_What to produce_
The entries shown below are to be printed in full, unaltered.

_Stored data_
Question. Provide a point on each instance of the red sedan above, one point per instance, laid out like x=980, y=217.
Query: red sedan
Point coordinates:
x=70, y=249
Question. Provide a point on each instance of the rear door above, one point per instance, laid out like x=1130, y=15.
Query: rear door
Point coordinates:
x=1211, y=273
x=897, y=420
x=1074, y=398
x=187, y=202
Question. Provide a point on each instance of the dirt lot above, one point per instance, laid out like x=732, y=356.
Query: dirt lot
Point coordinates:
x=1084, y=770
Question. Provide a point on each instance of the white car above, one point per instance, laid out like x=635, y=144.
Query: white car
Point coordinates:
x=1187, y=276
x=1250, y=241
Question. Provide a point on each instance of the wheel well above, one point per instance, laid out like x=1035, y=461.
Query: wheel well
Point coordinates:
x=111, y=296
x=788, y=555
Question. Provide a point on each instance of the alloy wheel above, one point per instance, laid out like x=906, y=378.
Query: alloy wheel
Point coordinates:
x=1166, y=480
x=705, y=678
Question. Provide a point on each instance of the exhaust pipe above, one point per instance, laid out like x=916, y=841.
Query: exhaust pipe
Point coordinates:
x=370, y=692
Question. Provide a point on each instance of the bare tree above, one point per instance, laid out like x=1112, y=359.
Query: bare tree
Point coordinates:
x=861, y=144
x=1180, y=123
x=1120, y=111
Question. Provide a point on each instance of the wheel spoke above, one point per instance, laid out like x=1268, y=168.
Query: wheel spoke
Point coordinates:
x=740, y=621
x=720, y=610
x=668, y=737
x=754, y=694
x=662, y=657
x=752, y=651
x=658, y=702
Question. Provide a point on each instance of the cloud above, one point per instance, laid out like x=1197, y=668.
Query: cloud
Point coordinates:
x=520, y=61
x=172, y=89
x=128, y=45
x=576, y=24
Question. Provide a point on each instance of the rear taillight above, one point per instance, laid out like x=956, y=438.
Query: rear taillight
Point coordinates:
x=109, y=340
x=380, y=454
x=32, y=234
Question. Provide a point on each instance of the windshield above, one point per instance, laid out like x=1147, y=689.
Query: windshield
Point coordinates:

_Reply to the task_
Question. Provide a point on each instance of the red sedan above, one point per instance, laid out like x=980, y=217.
Query: red sedan
Point coordinates:
x=70, y=249
Question. Provide a point on each instance of the rear door above, one point per instance, laid out like x=1130, y=15.
Query: rear door
Point coordinates:
x=1211, y=273
x=897, y=420
x=1074, y=398
x=187, y=202
Question. Provide a point on each instance of the dirt lot above, one point per instance, laid out like x=732, y=356.
Query: dirt lot
Point coordinates:
x=1084, y=770
Question. Provide a point on each instance of the white car above, one point per instance, laid out like x=635, y=144.
Query: white car
Point coordinates:
x=1187, y=276
x=1250, y=241
Question. Provide a point on each instance of the wheel well above, one point per instance, laid out like x=1035, y=461.
Query: wheel well
Point coordinates:
x=111, y=296
x=788, y=555
Question. Provide a point on each instance of the alloy wheel above, one point per instance, laid out like x=906, y=378.
Query: alloy wheel
Point coordinates:
x=1166, y=480
x=705, y=678
Question. Provide a point on each instance of the exhaust pipe above, one point per instance, laid out like x=916, y=841.
Query: exhaust pipe
Point coordinates:
x=370, y=692
Question. Provide a point on each instance of the bare tree above, one point per instance, laid out like x=1112, y=359.
Query: bare tree
Point coordinates:
x=861, y=144
x=1180, y=123
x=1120, y=111
Question. Provide a point on each instance of the wheel spoke above, one point per instance, laid out like x=1268, y=168.
Query: wheel spoke
Point coordinates:
x=740, y=621
x=720, y=610
x=668, y=737
x=754, y=694
x=662, y=657
x=752, y=651
x=658, y=702
Question. Provide a point on each instance of the cloud above, one point per instance, laid out like x=1197, y=668.
Query: cloud
Point coordinates:
x=520, y=61
x=172, y=89
x=128, y=45
x=576, y=24
Question. Provide a point on each instance of the rear taillight above, one point per instance, laid out like x=956, y=438.
Query: rear taillight
Point coordinates:
x=109, y=340
x=380, y=454
x=32, y=234
Question. Provide a point on each instance of the windshield above, one point per instance, laid out like x=1147, y=689.
Query: windshield
Point coordinates:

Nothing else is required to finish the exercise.